- [SOURCE EXTRACT]
■ ■ ■ ■ ■ ■ ■

Heroes of the home front/ Or Hadar for YNET 5.3.2026
As soon as I enter the operating room, the focus is on the patients. You simply disconnect, living inside an aquarium. You see an injury in front of you and concentrate on it, and all the noise around you becomes completely irrelevant,” says Prof. Lior Heller, head of the Department of Plastic Surgery at Shamir Medical Center (Assaf Harofeh).
With the outbreak of Operation Epic Fury, three operating rooms were built in the hospital’s protected underground complex in the parking lot. Since then, dozens of surgeries have already been performed there, many of them during missile attacks. Among them was an urgent operation to save the leg of a young woman who was seriously injured in a car accident. The surgery lasted about five hours, during which eight sirens were heard. How do you overcome the stress and fear? “Behind all the tubes and the technical work there is a patient with a face and a story that you want to save, and that gives you great motivation,” he explains.
For Prof. Heller and his wife - who is also a doctor at one of the hospitals in central Israel - there was never any hesitation about going to work when the attack began. “I don’t want to appear like some big hero, but in the end you get up and go because you have responsibility toward your patients.”
The operating rooms were built with careful planning. They are separated from one another by drywall partitions, but the working conditions are still far from those that exist in normal times. “I lived in the United States for 16 years, and if I told my colleagues there about the situation - how we operate - and said that we still manage to keep a good spirit, they wouldn’t believe it,” Prof. Heller says with a smile. “But we are in a protected place, and we trust the interceptors just as a patient entrusts their fate to a doctor. The most stressful moments are actually when I’m not at the hospital—when I’m exposed on the road on my way home.”

■ ■ ■ ■ ■ ■ ■

- [SOURCE DATA]
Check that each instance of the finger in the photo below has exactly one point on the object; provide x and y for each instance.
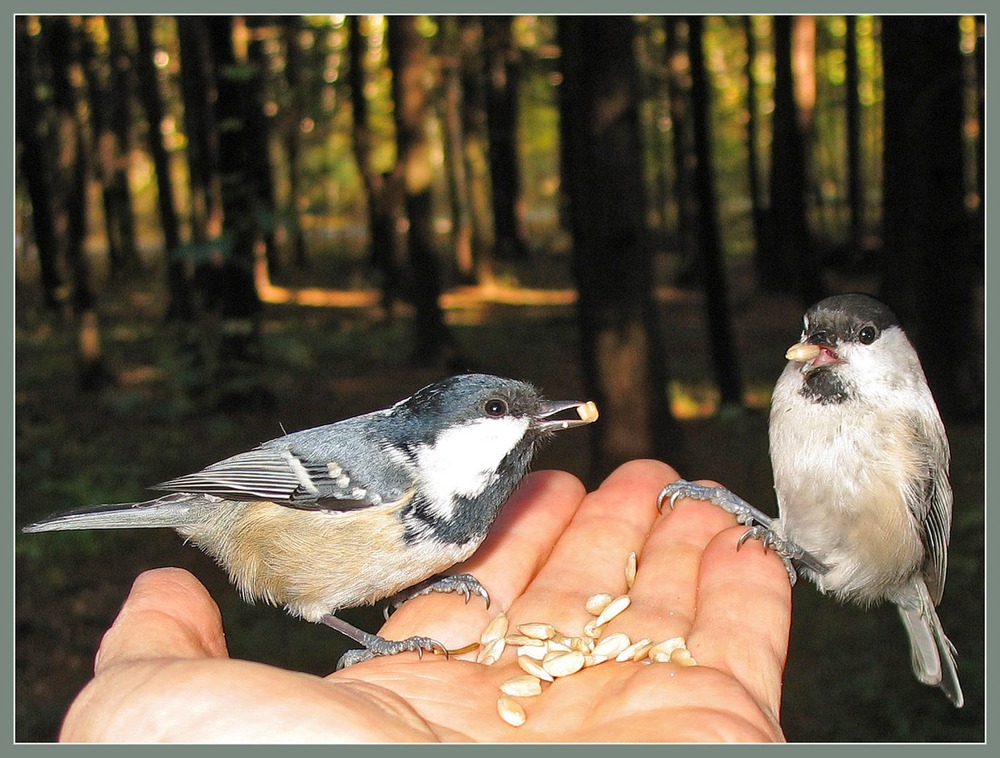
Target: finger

■ ■ ■ ■ ■ ■ ■

Reproduce, word for word, everything in the article on the underground operating rooms from "Heroes of the" down to "Center (Assaf Harofeh).".

- [OUTPUT FOR THIS EXERCISE]
Heroes of the home front/ Or Hadar for YNET 5.3.2026
As soon as I enter the operating room, the focus is on the patients. You simply disconnect, living inside an aquarium. You see an injury in front of you and concentrate on it, and all the noise around you becomes completely irrelevant,” says Prof. Lior Heller, head of the Department of Plastic Surgery at Shamir Medical Center (Assaf Harofeh).